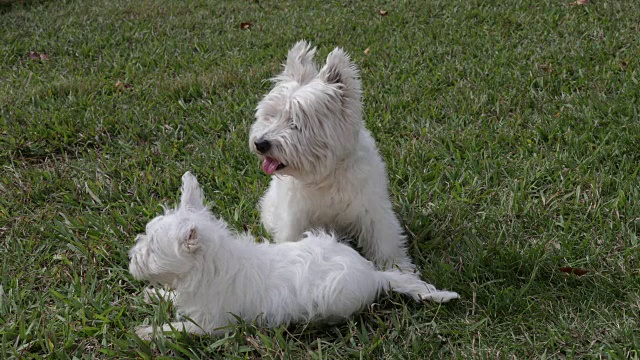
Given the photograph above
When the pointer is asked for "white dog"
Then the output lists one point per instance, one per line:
(217, 274)
(327, 171)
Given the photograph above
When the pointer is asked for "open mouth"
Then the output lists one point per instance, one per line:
(271, 165)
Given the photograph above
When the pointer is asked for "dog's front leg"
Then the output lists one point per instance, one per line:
(383, 240)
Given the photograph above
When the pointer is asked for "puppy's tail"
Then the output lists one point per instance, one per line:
(410, 284)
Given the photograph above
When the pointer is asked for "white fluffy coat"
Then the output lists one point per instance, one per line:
(327, 172)
(217, 274)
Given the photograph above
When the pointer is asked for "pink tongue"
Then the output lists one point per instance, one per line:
(270, 165)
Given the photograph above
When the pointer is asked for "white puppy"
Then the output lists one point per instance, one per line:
(217, 274)
(327, 171)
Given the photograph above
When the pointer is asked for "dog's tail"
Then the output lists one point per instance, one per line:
(410, 284)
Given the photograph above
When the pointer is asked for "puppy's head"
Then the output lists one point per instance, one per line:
(311, 118)
(171, 246)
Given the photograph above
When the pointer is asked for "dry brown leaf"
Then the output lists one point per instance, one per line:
(121, 85)
(579, 2)
(576, 271)
(545, 67)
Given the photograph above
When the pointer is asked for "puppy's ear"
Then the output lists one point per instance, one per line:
(300, 66)
(192, 198)
(190, 242)
(340, 70)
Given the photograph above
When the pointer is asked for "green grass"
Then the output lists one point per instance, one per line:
(510, 129)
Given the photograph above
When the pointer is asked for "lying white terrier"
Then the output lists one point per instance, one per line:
(216, 274)
(327, 171)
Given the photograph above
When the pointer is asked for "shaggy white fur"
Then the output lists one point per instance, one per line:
(217, 274)
(327, 172)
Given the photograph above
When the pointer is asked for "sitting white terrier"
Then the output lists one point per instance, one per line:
(327, 171)
(217, 274)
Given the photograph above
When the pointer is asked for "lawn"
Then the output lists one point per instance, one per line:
(510, 129)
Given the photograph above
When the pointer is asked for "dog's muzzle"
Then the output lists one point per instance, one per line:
(263, 146)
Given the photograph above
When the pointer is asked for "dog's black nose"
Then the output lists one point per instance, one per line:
(262, 146)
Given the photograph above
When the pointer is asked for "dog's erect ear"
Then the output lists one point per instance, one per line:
(340, 70)
(192, 198)
(300, 66)
(190, 242)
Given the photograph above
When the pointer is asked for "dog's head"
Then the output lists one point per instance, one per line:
(311, 118)
(171, 246)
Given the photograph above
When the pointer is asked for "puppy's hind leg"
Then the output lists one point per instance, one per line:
(410, 284)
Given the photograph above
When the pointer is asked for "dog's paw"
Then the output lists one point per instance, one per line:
(144, 332)
(440, 296)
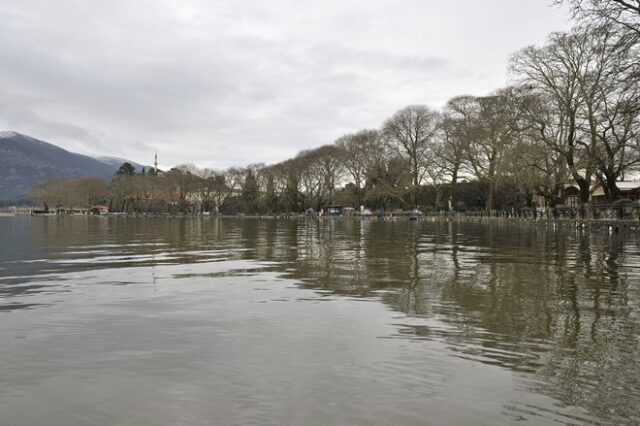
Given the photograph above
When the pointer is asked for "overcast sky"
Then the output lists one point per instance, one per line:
(233, 82)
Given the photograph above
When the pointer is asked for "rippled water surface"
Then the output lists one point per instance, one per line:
(113, 321)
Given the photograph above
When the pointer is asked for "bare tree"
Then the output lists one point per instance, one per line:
(410, 135)
(357, 153)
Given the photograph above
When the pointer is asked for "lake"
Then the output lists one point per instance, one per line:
(203, 321)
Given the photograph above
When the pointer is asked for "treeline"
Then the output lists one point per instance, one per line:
(572, 115)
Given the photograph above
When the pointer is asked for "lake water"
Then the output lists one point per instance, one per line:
(121, 321)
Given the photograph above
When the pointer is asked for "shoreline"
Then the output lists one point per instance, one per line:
(612, 225)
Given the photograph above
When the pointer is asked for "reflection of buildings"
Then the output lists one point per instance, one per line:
(628, 189)
(555, 306)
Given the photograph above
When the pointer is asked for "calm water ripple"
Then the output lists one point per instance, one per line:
(243, 321)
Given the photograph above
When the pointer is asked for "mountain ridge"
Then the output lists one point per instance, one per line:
(26, 161)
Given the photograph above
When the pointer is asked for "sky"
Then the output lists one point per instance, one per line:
(221, 83)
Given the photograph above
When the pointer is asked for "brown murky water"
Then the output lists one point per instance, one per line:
(107, 321)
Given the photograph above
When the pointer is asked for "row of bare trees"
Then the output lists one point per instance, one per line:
(571, 115)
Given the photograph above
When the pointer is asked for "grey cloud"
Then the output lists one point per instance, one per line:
(225, 82)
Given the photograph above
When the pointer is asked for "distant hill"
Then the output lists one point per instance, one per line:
(116, 162)
(26, 161)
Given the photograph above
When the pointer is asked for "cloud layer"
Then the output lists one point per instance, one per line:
(221, 83)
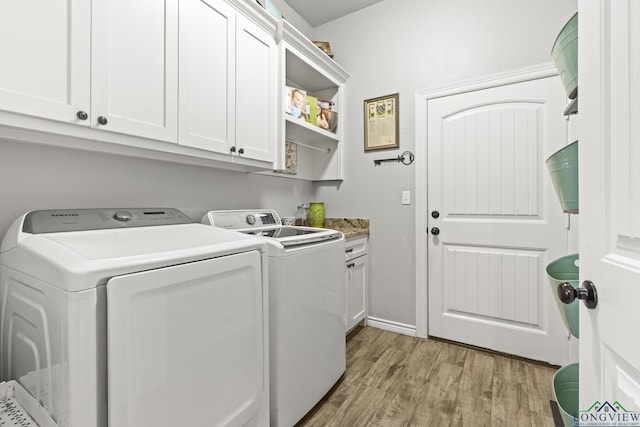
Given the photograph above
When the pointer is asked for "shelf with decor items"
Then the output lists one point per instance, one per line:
(316, 137)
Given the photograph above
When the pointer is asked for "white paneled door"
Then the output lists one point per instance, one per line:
(610, 211)
(494, 221)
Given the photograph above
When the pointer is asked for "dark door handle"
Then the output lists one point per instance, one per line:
(587, 293)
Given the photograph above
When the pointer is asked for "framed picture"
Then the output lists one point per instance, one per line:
(291, 158)
(381, 117)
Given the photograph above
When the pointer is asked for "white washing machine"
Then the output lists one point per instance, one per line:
(135, 317)
(306, 308)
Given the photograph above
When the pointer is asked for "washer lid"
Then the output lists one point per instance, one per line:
(78, 260)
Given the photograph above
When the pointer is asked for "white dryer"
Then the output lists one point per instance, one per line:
(135, 317)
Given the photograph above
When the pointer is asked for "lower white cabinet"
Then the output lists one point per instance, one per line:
(355, 281)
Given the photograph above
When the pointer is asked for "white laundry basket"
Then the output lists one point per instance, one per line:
(19, 408)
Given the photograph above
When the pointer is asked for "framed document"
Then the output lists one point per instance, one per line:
(381, 122)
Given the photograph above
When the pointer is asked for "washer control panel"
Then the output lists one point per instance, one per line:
(61, 220)
(242, 219)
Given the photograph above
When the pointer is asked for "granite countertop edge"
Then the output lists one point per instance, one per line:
(350, 227)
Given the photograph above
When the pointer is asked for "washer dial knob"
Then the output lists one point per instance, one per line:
(123, 216)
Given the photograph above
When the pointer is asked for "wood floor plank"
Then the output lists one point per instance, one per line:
(397, 380)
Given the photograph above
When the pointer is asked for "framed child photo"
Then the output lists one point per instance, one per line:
(381, 116)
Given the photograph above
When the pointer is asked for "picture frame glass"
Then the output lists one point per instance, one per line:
(381, 117)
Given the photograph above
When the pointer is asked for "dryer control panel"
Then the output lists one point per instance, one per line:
(62, 220)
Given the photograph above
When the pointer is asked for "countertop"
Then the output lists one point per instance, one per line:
(350, 227)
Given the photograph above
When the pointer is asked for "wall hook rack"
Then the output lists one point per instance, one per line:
(405, 158)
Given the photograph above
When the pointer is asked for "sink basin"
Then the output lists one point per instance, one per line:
(566, 269)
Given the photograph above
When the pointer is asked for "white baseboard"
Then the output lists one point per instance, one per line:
(391, 326)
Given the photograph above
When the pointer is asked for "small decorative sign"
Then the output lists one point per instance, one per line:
(381, 122)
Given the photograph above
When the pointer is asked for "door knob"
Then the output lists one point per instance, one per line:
(587, 293)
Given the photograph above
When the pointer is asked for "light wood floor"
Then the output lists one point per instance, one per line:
(397, 380)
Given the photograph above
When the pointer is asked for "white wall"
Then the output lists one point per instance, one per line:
(403, 46)
(46, 177)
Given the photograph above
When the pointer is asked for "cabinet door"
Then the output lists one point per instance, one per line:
(356, 288)
(135, 67)
(45, 47)
(256, 103)
(207, 75)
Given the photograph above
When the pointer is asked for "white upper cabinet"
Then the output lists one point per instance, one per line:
(134, 67)
(207, 56)
(205, 76)
(45, 47)
(256, 82)
(227, 81)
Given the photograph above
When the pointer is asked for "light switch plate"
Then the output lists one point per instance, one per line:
(406, 197)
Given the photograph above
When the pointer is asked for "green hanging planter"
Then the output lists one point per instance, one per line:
(316, 214)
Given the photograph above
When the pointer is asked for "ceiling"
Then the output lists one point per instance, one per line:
(318, 12)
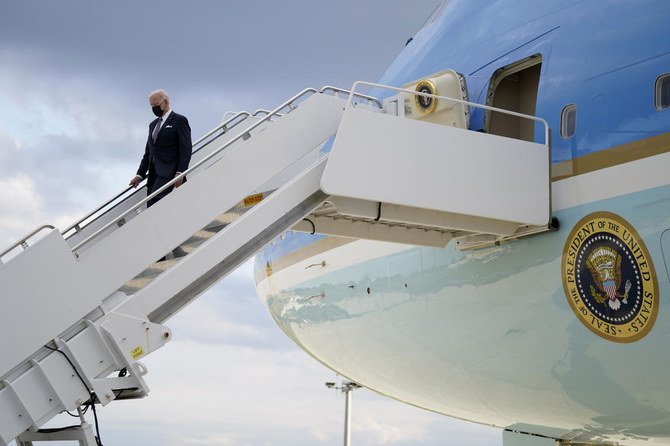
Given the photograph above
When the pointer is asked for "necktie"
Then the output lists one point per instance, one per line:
(156, 129)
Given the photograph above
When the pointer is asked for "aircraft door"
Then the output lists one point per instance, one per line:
(514, 87)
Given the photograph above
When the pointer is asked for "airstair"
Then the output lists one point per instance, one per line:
(82, 307)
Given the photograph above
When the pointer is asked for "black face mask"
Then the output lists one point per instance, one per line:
(157, 110)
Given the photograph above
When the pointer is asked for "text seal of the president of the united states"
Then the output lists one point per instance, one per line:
(609, 278)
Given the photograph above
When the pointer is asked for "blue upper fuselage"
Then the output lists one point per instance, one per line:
(604, 57)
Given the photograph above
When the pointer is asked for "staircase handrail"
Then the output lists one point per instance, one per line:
(242, 135)
(23, 241)
(352, 94)
(224, 125)
(446, 98)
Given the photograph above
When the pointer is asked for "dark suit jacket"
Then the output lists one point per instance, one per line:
(172, 151)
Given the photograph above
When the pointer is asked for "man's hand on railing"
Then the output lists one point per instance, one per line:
(135, 181)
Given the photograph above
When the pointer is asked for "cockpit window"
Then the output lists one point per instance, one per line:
(437, 14)
(662, 92)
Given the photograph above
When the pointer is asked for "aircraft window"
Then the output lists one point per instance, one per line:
(662, 92)
(568, 121)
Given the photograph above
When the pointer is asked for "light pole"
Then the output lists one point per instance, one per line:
(347, 387)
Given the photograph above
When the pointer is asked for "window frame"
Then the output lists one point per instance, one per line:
(658, 91)
(564, 121)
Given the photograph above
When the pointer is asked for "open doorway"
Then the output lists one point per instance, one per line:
(514, 87)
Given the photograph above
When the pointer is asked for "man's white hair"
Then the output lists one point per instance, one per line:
(162, 94)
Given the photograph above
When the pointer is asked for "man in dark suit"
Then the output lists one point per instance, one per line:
(168, 149)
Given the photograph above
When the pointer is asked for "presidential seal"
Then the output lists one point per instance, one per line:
(423, 103)
(609, 278)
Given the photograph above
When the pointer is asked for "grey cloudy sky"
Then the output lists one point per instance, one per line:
(74, 113)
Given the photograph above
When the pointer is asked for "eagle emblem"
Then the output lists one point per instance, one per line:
(609, 278)
(605, 266)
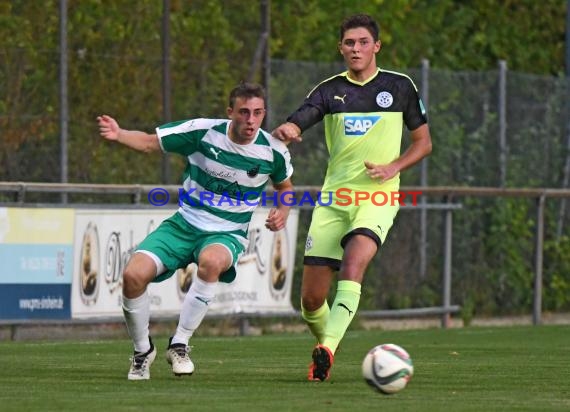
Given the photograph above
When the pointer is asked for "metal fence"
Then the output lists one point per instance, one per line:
(493, 129)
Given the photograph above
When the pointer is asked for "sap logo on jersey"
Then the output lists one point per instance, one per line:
(359, 125)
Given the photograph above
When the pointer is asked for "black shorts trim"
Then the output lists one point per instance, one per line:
(322, 261)
(361, 231)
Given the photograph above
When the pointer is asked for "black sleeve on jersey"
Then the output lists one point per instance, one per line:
(413, 116)
(310, 113)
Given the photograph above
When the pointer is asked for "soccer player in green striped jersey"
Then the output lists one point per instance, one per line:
(364, 110)
(229, 162)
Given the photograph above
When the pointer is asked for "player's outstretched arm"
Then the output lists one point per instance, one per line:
(277, 218)
(109, 129)
(288, 132)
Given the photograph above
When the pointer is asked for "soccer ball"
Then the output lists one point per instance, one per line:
(388, 368)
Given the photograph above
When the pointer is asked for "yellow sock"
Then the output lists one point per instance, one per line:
(342, 312)
(317, 320)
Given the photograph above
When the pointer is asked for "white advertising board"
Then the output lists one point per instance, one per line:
(105, 239)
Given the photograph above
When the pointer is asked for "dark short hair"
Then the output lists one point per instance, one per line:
(360, 20)
(246, 91)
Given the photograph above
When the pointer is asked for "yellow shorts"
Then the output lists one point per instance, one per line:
(332, 226)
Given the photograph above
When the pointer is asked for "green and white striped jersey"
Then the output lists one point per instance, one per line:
(223, 181)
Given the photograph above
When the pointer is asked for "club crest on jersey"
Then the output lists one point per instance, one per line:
(253, 172)
(384, 99)
(359, 125)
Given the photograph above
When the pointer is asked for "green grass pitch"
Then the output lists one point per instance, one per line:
(522, 368)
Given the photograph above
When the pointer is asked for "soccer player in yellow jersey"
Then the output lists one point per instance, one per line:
(364, 110)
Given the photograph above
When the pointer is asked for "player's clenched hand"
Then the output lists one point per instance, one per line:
(288, 132)
(108, 127)
(380, 172)
(275, 220)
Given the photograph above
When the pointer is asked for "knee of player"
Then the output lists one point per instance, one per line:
(133, 281)
(209, 270)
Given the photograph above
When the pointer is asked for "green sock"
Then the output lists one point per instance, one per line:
(342, 312)
(317, 320)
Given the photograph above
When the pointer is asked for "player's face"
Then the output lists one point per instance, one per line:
(359, 51)
(246, 116)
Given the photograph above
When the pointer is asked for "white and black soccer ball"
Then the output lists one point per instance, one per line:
(387, 368)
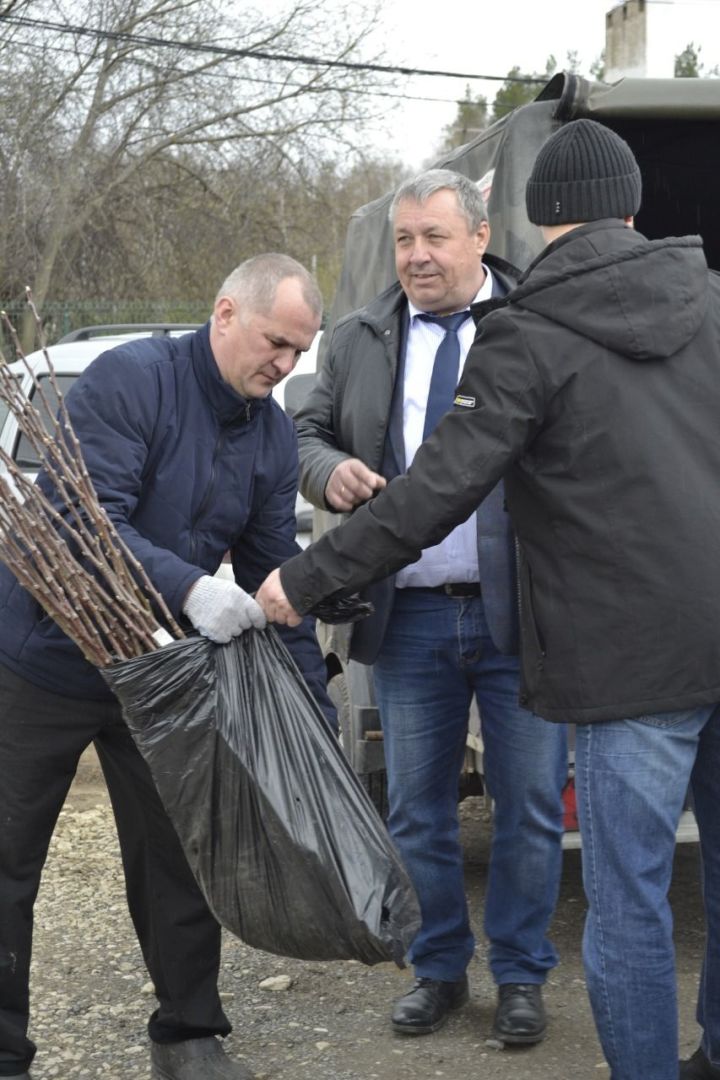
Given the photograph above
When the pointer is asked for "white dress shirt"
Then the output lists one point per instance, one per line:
(454, 558)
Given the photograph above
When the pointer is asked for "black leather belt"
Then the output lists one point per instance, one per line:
(456, 589)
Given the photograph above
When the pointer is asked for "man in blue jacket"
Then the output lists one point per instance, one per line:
(445, 629)
(191, 458)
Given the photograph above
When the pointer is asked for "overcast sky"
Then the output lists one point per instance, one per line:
(489, 38)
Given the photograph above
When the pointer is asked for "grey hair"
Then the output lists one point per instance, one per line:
(254, 283)
(424, 185)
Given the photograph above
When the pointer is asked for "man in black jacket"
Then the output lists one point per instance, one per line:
(595, 392)
(446, 629)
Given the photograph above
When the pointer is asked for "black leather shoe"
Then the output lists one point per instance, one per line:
(426, 1007)
(520, 1014)
(195, 1060)
(697, 1067)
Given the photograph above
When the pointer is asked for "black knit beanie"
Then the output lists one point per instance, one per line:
(584, 172)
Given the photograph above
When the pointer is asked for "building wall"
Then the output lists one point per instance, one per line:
(643, 37)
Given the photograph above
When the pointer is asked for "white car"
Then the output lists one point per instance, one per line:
(72, 354)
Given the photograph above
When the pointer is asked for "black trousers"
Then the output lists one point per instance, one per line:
(41, 739)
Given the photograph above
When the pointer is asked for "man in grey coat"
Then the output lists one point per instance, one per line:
(446, 628)
(595, 392)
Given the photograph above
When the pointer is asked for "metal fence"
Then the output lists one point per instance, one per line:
(60, 316)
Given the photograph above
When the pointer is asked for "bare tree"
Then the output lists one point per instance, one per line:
(104, 96)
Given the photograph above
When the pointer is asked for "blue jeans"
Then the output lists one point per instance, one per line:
(632, 779)
(436, 653)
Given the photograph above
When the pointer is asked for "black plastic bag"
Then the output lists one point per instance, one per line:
(283, 840)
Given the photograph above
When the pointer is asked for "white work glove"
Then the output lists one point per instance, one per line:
(220, 609)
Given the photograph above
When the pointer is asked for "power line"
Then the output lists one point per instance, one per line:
(252, 53)
(289, 82)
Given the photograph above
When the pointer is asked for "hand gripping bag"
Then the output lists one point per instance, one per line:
(283, 840)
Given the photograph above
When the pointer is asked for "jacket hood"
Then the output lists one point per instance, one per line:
(641, 298)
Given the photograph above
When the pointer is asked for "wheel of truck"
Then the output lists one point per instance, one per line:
(375, 783)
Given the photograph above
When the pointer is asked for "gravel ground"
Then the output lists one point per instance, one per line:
(91, 995)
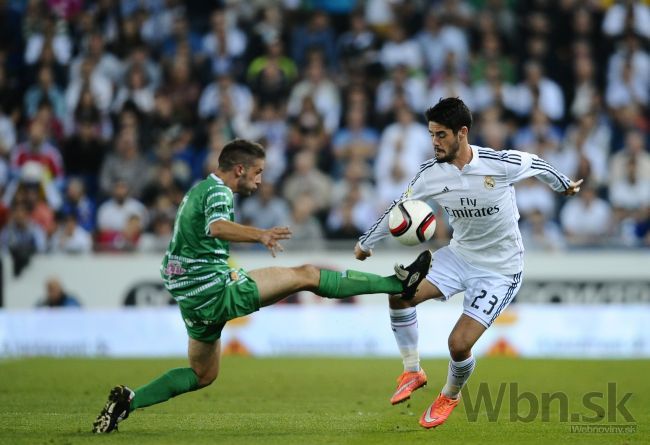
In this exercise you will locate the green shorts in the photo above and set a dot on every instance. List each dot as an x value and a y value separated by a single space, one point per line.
206 313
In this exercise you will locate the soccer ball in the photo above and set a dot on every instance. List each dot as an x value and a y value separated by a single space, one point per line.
411 222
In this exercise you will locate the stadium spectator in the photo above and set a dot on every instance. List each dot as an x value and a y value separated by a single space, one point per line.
99 85
66 66
627 16
124 164
265 209
323 91
400 49
21 237
56 296
70 237
52 37
307 180
138 90
350 216
450 84
400 83
84 152
225 90
105 64
77 202
315 35
587 220
45 89
355 142
113 215
541 233
306 231
591 138
224 45
404 140
536 91
437 39
37 149
270 125
272 74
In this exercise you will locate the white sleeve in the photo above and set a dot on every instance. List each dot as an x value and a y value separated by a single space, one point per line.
522 165
379 230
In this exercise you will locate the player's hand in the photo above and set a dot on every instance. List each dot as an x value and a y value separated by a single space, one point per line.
269 238
574 187
361 254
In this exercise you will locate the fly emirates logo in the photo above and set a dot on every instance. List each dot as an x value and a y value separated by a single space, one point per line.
470 210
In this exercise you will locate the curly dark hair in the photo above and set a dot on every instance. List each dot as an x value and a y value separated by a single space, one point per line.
450 112
240 151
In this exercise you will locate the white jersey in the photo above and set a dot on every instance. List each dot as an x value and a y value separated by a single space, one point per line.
480 202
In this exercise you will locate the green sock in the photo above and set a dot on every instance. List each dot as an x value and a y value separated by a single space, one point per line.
352 282
170 384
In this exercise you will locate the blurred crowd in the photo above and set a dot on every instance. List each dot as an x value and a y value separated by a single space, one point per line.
110 110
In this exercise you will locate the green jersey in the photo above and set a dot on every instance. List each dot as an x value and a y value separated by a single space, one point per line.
195 261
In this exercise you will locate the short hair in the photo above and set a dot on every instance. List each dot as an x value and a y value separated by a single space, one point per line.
450 112
240 151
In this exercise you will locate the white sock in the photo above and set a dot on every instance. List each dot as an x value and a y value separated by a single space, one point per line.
457 376
404 323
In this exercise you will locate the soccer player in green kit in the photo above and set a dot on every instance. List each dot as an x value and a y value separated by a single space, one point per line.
209 292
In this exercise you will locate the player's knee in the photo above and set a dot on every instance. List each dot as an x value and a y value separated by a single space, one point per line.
396 301
206 378
459 347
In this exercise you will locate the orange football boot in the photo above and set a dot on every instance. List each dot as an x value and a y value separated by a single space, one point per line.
437 413
408 382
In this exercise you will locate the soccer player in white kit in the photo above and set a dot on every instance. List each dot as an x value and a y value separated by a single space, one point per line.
474 186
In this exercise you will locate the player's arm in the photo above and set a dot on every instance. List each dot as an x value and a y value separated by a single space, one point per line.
521 165
239 233
379 230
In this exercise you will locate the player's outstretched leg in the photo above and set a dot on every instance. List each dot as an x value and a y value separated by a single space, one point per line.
117 408
351 282
413 274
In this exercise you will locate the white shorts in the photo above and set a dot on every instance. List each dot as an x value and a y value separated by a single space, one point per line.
486 293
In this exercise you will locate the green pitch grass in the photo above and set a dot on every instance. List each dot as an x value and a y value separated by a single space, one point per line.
315 401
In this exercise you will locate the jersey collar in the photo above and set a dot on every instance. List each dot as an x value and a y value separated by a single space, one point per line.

——————————

> [Problem statement]: Search the listing above for "floor" and copy every line that has it.

> [Your solution]:
When the pointer is asked for "wood floor plank"
When the pointer is asked for "light wood floor"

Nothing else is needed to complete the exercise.